Records excerpted from a collection
──────────

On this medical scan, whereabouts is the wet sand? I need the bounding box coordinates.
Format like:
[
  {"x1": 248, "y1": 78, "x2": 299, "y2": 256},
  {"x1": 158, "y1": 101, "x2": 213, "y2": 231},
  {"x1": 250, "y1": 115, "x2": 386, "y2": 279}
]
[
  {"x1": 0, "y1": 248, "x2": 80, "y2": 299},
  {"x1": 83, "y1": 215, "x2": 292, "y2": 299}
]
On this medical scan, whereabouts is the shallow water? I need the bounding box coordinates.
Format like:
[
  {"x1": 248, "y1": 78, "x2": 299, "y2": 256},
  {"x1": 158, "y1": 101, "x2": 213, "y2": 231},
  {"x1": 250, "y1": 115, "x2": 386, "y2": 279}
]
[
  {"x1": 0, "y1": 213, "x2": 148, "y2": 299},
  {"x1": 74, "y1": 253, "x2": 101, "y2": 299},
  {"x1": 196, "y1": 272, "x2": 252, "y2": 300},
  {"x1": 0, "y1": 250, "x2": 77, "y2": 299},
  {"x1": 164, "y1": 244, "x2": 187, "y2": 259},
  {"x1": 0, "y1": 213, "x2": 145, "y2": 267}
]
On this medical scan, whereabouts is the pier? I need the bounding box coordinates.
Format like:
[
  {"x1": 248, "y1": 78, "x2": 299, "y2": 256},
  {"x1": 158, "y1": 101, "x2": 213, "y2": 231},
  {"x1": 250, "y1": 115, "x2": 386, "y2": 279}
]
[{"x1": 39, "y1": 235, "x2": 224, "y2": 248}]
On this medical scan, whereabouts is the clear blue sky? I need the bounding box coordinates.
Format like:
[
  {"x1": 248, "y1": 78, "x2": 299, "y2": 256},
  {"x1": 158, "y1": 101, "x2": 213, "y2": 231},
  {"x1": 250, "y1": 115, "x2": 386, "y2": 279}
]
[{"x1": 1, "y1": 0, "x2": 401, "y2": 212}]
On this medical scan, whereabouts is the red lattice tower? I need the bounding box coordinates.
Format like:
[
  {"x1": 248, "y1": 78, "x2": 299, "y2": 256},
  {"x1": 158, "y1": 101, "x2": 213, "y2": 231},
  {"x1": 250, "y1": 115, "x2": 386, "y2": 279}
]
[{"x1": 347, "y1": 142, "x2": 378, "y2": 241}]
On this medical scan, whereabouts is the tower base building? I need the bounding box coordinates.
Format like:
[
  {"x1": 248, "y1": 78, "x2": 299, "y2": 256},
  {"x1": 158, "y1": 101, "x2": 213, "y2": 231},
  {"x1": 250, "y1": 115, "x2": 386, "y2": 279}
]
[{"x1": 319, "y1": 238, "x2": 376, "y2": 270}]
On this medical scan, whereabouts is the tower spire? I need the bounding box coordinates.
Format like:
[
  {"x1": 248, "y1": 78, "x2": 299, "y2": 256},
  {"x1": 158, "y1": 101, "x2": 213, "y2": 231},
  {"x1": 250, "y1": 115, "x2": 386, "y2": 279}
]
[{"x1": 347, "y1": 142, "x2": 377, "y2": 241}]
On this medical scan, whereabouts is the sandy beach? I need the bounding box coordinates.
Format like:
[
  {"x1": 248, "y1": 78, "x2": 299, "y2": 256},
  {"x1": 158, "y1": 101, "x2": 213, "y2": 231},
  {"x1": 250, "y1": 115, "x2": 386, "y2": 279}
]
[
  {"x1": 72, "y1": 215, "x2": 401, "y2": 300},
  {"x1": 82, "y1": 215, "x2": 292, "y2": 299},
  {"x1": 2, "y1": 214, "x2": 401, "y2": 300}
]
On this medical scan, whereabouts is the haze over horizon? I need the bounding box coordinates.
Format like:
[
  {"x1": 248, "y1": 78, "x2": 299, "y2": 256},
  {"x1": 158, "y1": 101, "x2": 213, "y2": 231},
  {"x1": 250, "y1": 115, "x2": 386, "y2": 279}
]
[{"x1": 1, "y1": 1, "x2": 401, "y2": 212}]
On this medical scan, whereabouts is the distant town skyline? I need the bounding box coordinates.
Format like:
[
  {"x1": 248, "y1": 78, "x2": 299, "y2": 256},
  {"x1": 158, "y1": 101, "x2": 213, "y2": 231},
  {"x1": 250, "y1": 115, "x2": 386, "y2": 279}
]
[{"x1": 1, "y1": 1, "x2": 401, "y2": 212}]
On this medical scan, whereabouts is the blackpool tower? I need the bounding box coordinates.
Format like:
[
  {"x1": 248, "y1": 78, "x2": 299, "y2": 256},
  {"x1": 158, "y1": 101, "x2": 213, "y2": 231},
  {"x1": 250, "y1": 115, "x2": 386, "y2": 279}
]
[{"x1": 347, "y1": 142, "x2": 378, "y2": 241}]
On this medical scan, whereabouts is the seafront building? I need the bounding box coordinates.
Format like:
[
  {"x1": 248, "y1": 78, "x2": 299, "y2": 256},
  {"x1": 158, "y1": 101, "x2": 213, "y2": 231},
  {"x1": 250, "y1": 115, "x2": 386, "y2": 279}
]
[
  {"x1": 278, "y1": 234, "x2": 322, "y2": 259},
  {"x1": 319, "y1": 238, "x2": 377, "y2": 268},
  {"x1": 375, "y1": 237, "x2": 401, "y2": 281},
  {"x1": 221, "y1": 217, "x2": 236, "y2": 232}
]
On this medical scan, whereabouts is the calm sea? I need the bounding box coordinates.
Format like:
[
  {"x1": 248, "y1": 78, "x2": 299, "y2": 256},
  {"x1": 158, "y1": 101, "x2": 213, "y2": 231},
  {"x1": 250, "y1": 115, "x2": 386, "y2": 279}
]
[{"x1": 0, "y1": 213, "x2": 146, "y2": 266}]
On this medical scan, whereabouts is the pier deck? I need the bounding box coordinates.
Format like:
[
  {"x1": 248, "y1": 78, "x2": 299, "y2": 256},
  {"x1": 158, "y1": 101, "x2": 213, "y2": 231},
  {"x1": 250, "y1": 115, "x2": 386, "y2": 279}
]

──────────

## Exercise details
The lines in the records above that include the word "tower" must be copied out.

## Response
On this medical scan, whereabouts is the red lattice tower? I need the bounding box coordinates.
On this medical scan, whereabouts is the tower base building? I need the bounding box coordinates.
On this medical scan, whereabouts is the tower spire? I need the bounding box coordinates.
On this medical scan, whereabouts is the blackpool tower? I need the bounding box coordinates.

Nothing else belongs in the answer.